What you have to do » Without omitting anything, retype the data that follows.

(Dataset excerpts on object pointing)

***

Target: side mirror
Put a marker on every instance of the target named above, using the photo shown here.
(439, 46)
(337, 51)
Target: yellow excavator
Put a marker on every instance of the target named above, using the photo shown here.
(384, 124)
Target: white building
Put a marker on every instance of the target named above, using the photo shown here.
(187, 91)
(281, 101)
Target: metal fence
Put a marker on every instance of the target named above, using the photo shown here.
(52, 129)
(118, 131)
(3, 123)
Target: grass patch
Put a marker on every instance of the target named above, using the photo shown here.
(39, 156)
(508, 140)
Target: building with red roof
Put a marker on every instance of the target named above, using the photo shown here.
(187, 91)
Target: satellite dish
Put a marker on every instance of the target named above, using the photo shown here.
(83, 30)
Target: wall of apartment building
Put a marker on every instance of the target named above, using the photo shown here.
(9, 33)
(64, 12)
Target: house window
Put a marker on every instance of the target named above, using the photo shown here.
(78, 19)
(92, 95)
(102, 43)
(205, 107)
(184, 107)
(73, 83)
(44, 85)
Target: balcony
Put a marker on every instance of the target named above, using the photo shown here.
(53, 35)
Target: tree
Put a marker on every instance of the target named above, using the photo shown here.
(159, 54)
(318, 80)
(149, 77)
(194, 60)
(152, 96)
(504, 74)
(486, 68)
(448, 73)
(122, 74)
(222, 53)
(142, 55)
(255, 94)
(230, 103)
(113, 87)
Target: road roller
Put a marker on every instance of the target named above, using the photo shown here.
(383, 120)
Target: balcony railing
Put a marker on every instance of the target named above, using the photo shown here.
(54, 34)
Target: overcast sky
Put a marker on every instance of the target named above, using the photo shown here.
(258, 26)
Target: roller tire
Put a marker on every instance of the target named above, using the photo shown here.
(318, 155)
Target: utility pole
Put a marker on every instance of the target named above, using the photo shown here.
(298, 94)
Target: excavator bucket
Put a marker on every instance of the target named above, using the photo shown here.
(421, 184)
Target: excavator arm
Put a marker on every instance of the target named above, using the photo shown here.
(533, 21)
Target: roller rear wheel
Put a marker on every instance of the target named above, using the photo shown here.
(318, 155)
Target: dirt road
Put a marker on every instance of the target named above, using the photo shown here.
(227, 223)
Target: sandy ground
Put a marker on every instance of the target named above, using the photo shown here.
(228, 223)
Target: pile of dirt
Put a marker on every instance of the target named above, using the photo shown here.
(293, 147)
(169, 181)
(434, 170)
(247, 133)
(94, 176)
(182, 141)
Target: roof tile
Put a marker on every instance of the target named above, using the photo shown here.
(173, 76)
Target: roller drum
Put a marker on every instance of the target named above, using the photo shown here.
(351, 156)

***

Correct output »
Target: side mirror
Put a marker on every instance of the target named above, using the photo shown here.
(439, 46)
(337, 51)
Target: yellow excavator
Put a marker on every instance of the target named above, using the photo shown here.
(384, 124)
Target: white building
Put a marker on every instance of the target named above, using the photo shown here.
(187, 91)
(281, 101)
Target: metal fence
Put a marker on every instance of the target named above, using the photo shown here.
(52, 129)
(118, 131)
(3, 123)
Target: grass patch
Put a marker on every instance of the target named above, using the photo shown here.
(39, 156)
(508, 140)
Target: building with red roof
Put a marker on every instance of the target named above, using the photo shown here.
(187, 91)
Target: satellite dish
Put a marker on every instance of the target named above, using the photo shown here.
(83, 30)
Target: wall of apartment building
Put a marker on every instance of the target named above, using the photo shown here.
(9, 33)
(64, 12)
Target: house window
Put a marker on every instance of the target named above, using the photo shown here.
(78, 19)
(92, 95)
(102, 43)
(205, 107)
(184, 107)
(73, 83)
(44, 85)
Target: balcony
Put a marker on every instance of the target named above, using the photo shown here.
(53, 35)
Target: tree
Put a marker on every instance of the target named above, using the photo shown here.
(159, 54)
(318, 80)
(149, 77)
(194, 60)
(152, 96)
(504, 74)
(486, 68)
(448, 73)
(122, 74)
(222, 53)
(142, 55)
(255, 94)
(230, 103)
(113, 87)
Target: road roller
Put a marker on every instance of the target named above, using the photo shown here.
(383, 120)
Target: balcony railing
Put a marker on every instance of the target named above, using the photo shown here.
(54, 34)
Target: overcast sky
Put a marker on every instance of the target named above, using the photo shown here.
(258, 26)
Target: roller tire
Put a marker on every instance of the target named above, using the photo shown here.
(318, 155)
Target: utility pole
Put a marker on every instance of the target named above, using the photo shown here.
(298, 94)
Target: excavator bucket
Put a marker on every instance of the target named above, using the photo shown here.
(421, 184)
Target: excavator arm
Put a marker on every instance of the target named above, using the photo shown here.
(533, 21)
Target: roller rear wheel
Put a marker on every instance of the target named above, using the photo shown here.
(318, 155)
Target: dirt road
Put a marker on every instance of the target named above, using the photo shown here.
(227, 223)
Target: sandy ground
Put a marker on every instance of the target named above, using the photo shown here.
(228, 223)
Target: pile of dirt
Put a marker on every instance of the target named above, using the photo shown here.
(293, 147)
(169, 181)
(434, 170)
(247, 133)
(94, 176)
(182, 141)
Target: roof tile
Put a marker on every instance of the target named above, using the photo shown here.
(173, 76)
Target: roller drum
Put a marker on every instance of the target named above, using the photo shown here.
(351, 156)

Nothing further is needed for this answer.